__WHAT YOU NEED TO DO__: Go through the listing and write out all of it exactly.

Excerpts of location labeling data
----------------------------------------

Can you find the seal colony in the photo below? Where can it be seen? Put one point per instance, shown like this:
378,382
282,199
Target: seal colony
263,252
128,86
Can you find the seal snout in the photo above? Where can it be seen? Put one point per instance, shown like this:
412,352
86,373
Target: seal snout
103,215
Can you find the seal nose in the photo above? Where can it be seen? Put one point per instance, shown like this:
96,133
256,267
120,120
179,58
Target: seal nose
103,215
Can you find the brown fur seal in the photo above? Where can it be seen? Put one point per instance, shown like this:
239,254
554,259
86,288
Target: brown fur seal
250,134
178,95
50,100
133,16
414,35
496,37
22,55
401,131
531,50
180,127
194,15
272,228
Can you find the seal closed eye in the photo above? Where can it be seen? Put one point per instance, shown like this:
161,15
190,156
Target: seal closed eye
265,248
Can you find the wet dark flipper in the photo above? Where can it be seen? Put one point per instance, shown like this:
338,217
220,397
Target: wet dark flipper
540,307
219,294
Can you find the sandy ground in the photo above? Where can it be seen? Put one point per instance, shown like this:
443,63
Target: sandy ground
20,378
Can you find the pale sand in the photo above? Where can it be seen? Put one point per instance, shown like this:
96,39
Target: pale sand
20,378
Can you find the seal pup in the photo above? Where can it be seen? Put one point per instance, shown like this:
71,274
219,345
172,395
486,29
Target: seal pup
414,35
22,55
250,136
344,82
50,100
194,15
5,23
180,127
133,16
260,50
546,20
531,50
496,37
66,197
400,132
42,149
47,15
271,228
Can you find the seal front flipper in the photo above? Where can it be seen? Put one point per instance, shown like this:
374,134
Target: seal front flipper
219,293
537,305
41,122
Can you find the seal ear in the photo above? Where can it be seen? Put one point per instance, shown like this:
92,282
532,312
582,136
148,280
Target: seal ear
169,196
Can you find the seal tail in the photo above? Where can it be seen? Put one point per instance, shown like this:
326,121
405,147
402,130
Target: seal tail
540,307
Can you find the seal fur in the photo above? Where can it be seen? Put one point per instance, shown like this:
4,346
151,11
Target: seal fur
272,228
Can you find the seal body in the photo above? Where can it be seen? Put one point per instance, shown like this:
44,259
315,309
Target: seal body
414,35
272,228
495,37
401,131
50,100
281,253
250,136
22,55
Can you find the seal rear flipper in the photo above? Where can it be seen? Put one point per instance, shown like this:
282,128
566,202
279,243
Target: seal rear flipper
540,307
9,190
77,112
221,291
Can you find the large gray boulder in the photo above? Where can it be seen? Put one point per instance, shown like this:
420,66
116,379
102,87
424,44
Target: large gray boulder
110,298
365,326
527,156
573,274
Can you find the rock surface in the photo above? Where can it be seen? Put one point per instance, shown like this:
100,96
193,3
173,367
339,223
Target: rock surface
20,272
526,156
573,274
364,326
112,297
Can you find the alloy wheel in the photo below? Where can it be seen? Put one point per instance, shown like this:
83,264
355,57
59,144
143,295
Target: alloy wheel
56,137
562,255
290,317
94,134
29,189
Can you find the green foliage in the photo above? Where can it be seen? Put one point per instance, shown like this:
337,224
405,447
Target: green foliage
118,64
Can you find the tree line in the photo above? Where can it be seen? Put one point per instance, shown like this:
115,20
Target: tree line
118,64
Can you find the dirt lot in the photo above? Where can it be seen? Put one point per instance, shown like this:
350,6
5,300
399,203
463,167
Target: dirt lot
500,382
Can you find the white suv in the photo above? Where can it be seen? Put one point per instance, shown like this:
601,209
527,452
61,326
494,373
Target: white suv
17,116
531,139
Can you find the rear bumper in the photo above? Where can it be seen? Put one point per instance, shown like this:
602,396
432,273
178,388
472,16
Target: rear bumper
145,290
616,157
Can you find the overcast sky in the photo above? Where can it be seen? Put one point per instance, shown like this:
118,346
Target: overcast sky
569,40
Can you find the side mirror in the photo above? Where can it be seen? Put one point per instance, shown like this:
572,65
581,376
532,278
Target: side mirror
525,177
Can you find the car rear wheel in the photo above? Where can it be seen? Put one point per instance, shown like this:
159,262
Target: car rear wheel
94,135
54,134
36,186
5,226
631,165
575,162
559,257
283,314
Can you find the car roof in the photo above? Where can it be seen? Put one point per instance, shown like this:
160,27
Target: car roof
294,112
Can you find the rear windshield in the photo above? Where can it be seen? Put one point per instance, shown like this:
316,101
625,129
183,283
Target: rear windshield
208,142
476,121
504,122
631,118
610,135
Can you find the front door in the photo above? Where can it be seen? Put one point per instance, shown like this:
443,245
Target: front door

----------------------------------------

__CORRECT RESPONSE__:
Can you find the seal colony in the photo below? Where can it be seen? Put one point per instance, shown like this:
378,382
282,199
Target: seal colony
263,252
128,86
Can you find the seal snout in the photo above? Where can it be seen? Put one point per instance, shown like this:
412,352
86,373
Target: seal snout
103,215
Can you find the seal nose in the photo above? Where can it be seen? Put one point per instance, shown like this:
96,133
256,267
120,120
179,58
Target: seal nose
103,215
Can you find the brown fur seal in the photo above? Where can it be seen? Put one point per instance, shown like this:
239,254
554,259
86,288
Target: brown fur seal
250,134
178,95
50,100
133,16
414,35
496,37
22,55
401,131
531,50
180,127
194,15
272,228
Can you find the seal closed eye in the photo above? Where can it be seen? Put one point per instance, shown like this:
161,15
190,156
Target: seal closed eye
265,248
Can you find the wet dark flipper in the photo above? Where can it be seen? Put one point per instance, shown like this:
338,217
220,397
Target: wet dark flipper
540,307
219,294
Can you find the sandy ground in the photo above? Where can it be seen? Put one point per instance, shown like this:
443,63
Target: sandy ground
20,378
Can you find the pale sand in the photo above? Where can it be seen? Put one point per instance, shown like this:
96,39
Target: pale sand
20,378
Can you find the seal pup in the photo above? Where can it be seen? Put one point per instance, shown like this:
71,274
219,345
172,395
486,29
Target: seal pup
414,35
22,55
250,136
344,82
50,100
194,15
5,23
180,127
133,16
260,50
546,20
531,50
496,37
66,197
400,132
42,149
47,15
271,228
Can you find the seal front flipper in the photo above? Where can it be seen? Put one point per instance, shown like this:
374,134
Target: seal front flipper
219,293
537,305
41,122
Can you find the seal ear in the photo above? Where can it be seen? Put one point per instance, shown like this:
92,282
532,312
582,136
148,280
Target: seal ear
169,196
Can you find the seal tail in the photo above? Where can it be seen? Put one point per instance, shown like this:
326,121
405,147
402,130
Target: seal tail
540,307
Can you find the seal fur in the photo above? Where can it be seen? Put one point per instance, shown like this:
4,346
151,11
Target: seal fur
272,228
Can you find the seal body in the photo above? Where can it be seen? Put one point per instance, shown like this:
44,259
315,309
Target: seal body
414,35
272,228
495,37
401,131
50,100
281,253
250,136
22,55
Can you find the seal rear flipper in the photo above? Where can it be seen? Put one point per instance, shown like this:
282,128
566,202
279,243
Target: seal rear flipper
540,307
9,190
77,112
221,291
Can you find the large gray boulder in the photo above? Where can it be seen? Put one point per instance, shown like this:
420,66
116,379
102,87
424,44
Target: large gray boulder
110,298
365,326
527,156
573,274
Can you find the rock surface in the photo above? Where can it be seen? Put one point per instance, shown like this:
100,96
193,3
173,367
339,223
Target: rock surface
20,272
526,156
573,274
364,326
112,297
Can you find the alloy wheel in the photo below? Where can it be seen? Put one point per instance, shown like this:
83,264
355,57
59,144
143,295
Target: alloy wheel
56,137
562,255
290,317
94,134
29,189
Can you find the green foliage in the photo above? Where can it be seen? Put one point per instance, shown like this:
337,224
405,447
Target: green foliage
118,64
Can you find the tree line in the photo above? Where can it be seen? Put one point per instance, shown like this:
115,20
Target: tree line
118,64
Can you find the dirt lot in the photo above? Where can it be seen? Put one point per instance, shown like this:
350,6
5,300
399,203
463,167
Target: dirt lot
500,382
Can you find the white suv in the photo above? Where can it be seen? Put one point per instance, shown like this:
601,209
527,452
61,326
494,373
Target: white suv
17,116
531,139
Can you find the rear bumper in the photo above? Where can it be seen? Put one point per instance, shown like this:
602,396
432,273
178,388
472,16
Target: rear bumper
145,290
616,157
Can you find the overcast sky in the photo above? Where can it be seen? Put one point per instance, shown like this:
118,346
Target: overcast sky
569,40
Can you find the side mirror in the photo above? Where can it be seen? Put one point per instance, shown like this:
572,65
581,376
532,278
Target: side mirror
525,177
Can you find the car rear wheel in the photo above? Where can it be seen? Put one point per instance, shown like this:
159,262
Target: car rear wheel
94,135
54,134
36,186
5,226
631,165
575,162
559,257
283,314
Can you find the car roof in the photo above? Where can it be seen? Put one point per instance, shown like this:
160,27
Target: car roof
294,112
Can you find the rear windshield in the photo above? Where can it be seen? Put one point per instance, shown like this:
316,101
625,129
183,283
Target: rear windshield
208,142
476,121
504,122
631,118
610,135
Can you find the front door in the photo above? Where can it be seen? Put one point per instance, shown like this:
443,245
Target: front door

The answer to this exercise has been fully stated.